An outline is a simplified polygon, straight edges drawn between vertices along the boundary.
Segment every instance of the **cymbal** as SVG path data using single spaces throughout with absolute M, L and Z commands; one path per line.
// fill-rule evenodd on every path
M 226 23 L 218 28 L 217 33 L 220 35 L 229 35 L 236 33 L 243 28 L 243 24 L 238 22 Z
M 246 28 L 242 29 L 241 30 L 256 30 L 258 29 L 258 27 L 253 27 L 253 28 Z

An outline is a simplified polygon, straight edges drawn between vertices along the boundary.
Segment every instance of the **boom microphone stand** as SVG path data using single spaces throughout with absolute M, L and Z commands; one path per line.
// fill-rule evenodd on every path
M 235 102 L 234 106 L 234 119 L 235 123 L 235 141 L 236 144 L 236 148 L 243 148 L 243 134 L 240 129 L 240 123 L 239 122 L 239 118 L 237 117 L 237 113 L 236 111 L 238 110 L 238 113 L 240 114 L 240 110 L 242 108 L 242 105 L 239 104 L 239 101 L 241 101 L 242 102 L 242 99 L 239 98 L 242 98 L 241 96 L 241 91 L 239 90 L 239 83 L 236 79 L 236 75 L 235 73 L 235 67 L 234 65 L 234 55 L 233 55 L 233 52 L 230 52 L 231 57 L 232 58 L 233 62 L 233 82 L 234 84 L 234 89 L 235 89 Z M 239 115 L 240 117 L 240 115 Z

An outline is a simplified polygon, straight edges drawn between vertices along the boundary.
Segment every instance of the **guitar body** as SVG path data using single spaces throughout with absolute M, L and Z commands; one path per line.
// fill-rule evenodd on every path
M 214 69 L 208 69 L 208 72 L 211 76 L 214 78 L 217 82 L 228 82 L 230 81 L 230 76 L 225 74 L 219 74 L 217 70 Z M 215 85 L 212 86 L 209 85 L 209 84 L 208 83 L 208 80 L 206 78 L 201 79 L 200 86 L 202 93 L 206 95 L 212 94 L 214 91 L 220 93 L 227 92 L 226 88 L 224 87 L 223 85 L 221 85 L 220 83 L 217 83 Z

:::

> _WRITTEN TASK_: Show every line of the listing above that contains the word "Segment", matching case exactly.

> _REPLY TO THE EXERCISE_:
Segment every instance of the **cymbal** as SVG path data using single spaces throughout with absolute M, L and Z commands; one path per line.
Segment every instance of the **boom microphone stand** as SVG path data using single spaces throughout with absolute M, L and Z commands; one path per line.
Segment every instance of the **guitar body** as SVG path data using single spaces throughout with absolute M, L and Z commands; one path per line.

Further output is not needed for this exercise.